Dataset records
=======

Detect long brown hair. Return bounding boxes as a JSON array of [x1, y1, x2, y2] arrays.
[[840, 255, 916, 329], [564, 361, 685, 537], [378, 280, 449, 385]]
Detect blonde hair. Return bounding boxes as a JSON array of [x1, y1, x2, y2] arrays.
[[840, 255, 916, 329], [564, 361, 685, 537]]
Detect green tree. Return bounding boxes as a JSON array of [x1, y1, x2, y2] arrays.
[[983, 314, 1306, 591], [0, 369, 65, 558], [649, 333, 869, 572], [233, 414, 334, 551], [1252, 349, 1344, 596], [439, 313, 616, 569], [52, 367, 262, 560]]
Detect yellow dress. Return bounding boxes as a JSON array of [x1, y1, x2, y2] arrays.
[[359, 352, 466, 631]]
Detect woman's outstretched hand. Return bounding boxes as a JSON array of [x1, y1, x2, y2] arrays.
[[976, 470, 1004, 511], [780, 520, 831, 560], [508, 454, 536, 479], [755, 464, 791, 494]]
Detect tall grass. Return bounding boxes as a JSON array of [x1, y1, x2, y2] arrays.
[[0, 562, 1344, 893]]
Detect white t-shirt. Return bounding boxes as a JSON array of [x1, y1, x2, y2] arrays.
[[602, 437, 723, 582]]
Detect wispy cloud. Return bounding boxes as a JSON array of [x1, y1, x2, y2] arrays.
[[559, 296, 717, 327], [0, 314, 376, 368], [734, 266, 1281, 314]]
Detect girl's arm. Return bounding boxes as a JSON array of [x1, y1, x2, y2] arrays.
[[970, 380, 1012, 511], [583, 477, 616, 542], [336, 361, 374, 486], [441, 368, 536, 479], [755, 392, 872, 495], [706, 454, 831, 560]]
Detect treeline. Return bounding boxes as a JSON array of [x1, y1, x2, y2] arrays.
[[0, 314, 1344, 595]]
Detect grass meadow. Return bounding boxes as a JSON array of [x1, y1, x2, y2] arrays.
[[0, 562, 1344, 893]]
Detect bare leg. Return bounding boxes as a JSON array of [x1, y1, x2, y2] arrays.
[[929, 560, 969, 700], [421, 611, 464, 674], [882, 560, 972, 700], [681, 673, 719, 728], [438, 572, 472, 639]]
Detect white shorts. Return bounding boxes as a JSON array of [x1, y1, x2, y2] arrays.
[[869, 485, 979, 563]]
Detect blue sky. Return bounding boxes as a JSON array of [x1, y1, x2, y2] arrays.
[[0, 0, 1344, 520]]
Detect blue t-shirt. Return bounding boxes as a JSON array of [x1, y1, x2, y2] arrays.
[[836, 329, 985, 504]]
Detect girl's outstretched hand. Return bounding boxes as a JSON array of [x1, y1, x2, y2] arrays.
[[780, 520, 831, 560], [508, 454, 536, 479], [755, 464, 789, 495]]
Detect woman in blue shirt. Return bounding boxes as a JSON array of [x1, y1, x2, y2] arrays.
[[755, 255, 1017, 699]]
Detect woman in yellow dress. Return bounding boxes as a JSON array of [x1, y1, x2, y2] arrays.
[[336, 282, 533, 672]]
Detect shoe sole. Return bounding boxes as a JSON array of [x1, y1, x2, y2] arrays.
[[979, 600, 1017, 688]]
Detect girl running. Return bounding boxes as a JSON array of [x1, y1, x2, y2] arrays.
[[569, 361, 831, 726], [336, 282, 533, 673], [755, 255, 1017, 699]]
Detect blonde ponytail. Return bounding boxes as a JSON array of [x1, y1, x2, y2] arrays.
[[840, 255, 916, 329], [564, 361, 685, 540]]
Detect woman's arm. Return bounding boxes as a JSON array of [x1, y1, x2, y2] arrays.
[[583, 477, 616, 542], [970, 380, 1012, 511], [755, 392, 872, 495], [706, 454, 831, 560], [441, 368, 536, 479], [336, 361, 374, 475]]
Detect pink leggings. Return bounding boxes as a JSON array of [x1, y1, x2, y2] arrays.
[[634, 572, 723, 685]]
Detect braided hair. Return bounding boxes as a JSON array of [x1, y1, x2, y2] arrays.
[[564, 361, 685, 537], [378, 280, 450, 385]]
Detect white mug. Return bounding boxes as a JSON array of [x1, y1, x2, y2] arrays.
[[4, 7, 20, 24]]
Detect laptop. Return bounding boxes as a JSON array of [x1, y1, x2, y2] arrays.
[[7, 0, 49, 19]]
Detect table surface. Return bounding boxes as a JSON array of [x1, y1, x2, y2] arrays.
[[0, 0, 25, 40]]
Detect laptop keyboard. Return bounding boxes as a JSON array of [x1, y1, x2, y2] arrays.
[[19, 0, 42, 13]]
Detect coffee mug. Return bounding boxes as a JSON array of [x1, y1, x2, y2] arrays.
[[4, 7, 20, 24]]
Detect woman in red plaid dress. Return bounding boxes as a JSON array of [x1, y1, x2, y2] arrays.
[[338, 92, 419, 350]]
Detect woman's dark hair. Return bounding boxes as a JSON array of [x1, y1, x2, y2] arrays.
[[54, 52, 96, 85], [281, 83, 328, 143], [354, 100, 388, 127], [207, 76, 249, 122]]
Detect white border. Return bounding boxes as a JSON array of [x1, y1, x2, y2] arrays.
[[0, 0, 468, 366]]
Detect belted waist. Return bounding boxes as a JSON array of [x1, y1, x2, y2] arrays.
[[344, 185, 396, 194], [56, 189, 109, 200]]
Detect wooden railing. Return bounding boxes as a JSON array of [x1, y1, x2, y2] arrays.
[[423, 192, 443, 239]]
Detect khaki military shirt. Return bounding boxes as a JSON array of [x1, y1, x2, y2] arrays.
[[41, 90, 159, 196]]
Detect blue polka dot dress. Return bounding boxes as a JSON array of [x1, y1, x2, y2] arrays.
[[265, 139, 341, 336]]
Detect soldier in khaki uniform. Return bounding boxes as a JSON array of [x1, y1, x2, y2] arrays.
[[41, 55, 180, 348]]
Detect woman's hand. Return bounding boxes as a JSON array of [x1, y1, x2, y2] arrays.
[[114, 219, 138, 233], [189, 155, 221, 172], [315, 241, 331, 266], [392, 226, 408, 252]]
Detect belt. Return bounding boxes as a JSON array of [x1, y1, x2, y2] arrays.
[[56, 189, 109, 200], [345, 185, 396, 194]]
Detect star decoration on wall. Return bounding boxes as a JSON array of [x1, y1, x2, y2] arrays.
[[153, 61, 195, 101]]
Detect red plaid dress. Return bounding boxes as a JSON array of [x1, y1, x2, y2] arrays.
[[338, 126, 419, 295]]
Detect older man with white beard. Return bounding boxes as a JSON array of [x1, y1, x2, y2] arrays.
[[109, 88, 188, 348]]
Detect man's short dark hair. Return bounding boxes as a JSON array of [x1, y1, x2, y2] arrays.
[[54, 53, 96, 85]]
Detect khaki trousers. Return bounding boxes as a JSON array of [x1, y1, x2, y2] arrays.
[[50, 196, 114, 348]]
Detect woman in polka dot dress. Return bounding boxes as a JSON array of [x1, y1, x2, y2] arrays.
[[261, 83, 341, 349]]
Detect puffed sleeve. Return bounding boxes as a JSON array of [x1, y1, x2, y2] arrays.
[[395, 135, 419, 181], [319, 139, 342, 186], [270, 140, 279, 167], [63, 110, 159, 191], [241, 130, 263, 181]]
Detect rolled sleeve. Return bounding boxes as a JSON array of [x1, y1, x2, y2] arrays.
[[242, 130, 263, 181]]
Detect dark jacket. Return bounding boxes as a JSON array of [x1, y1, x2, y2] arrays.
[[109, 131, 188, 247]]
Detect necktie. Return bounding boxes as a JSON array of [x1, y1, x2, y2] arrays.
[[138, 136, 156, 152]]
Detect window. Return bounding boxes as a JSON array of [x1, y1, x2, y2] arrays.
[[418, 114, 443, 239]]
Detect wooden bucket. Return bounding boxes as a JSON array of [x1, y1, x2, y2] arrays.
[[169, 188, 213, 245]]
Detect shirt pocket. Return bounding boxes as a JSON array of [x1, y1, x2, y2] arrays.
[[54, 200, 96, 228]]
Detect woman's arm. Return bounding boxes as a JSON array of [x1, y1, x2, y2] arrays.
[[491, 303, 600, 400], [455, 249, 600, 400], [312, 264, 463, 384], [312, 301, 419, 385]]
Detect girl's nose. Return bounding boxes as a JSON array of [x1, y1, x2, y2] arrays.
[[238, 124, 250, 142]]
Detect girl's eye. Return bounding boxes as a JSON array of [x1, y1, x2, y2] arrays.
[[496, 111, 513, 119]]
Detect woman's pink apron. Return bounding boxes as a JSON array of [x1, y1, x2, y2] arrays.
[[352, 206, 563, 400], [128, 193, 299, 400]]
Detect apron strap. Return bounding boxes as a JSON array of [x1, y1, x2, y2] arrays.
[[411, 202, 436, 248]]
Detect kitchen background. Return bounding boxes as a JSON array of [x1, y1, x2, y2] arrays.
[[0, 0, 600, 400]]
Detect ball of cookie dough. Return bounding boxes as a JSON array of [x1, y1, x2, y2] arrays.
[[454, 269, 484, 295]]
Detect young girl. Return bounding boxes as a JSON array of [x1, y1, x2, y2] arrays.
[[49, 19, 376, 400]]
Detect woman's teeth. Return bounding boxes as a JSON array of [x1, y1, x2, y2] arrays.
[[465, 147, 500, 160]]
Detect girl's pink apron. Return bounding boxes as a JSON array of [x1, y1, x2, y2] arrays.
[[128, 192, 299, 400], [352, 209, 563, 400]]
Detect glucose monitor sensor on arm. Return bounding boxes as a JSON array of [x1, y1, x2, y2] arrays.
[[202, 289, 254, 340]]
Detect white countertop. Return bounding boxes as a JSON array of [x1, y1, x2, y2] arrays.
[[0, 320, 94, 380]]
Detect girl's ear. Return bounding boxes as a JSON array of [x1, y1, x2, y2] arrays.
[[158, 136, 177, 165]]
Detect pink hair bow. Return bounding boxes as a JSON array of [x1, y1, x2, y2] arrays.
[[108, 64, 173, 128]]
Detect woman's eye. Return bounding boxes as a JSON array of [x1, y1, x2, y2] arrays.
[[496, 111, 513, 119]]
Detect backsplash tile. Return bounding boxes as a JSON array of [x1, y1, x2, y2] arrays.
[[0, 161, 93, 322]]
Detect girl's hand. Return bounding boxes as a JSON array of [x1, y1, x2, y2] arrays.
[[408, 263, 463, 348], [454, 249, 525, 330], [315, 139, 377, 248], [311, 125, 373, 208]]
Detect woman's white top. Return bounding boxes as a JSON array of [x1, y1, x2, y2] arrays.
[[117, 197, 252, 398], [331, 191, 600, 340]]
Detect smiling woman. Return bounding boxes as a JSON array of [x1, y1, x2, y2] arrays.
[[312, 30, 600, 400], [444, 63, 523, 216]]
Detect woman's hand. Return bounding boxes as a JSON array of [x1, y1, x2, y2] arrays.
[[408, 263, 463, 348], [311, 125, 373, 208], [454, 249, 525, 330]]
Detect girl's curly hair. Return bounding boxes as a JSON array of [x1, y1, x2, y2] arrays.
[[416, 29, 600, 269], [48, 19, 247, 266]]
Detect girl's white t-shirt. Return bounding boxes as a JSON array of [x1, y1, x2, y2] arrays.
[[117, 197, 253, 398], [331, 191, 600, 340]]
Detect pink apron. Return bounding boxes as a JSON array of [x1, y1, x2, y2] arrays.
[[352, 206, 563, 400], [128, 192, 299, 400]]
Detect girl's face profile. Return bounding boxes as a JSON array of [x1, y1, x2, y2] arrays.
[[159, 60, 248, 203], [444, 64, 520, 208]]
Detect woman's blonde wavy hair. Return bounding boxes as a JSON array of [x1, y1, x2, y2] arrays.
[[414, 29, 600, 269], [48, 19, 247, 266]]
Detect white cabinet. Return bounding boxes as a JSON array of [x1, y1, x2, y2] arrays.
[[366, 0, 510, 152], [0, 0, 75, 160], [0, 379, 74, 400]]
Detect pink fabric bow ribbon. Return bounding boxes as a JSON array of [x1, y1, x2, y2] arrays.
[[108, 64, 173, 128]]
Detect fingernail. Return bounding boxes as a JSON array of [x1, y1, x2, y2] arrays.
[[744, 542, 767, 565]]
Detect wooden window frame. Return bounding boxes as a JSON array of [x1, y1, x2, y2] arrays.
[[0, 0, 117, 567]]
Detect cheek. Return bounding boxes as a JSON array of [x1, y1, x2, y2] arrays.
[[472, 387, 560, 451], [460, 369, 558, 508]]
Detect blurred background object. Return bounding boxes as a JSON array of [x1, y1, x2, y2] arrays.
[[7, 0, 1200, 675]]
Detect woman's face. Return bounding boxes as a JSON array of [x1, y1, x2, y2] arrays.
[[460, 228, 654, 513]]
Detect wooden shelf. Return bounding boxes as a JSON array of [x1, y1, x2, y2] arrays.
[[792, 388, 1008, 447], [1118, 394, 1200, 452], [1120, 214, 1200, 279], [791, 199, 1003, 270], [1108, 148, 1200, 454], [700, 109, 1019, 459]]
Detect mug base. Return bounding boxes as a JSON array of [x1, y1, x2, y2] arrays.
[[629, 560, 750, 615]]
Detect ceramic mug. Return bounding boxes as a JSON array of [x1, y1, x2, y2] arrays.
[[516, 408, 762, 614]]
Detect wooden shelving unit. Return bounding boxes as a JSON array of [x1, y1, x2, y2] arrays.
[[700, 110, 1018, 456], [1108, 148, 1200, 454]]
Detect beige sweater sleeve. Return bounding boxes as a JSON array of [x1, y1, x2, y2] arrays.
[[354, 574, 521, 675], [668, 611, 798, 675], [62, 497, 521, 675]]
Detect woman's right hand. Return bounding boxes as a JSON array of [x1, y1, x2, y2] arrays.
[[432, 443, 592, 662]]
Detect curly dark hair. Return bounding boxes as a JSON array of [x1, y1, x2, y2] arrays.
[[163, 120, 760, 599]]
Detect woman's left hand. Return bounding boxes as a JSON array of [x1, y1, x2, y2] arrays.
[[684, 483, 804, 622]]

=======

What you need to do: Update the part of the material that opens with the line containing "Detect woman's right" and closes at the end of the material: write those lines again with "hand" replaced by "palm", leaving all else unchanged.

Problem solution:
Detect woman's right palm. Return bounding boxes as a JSON array of [x1, y1, x2, y2] arrays.
[[432, 443, 592, 662]]
Detect curly dark hair. Return bounding boxes as a JSON array of [x1, y1, x2, y2] arrays.
[[163, 120, 760, 599]]
Detect woman's left palm. Return bounding boxes as a JSON array of [x1, y1, x2, y2] arrays.
[[684, 483, 804, 622]]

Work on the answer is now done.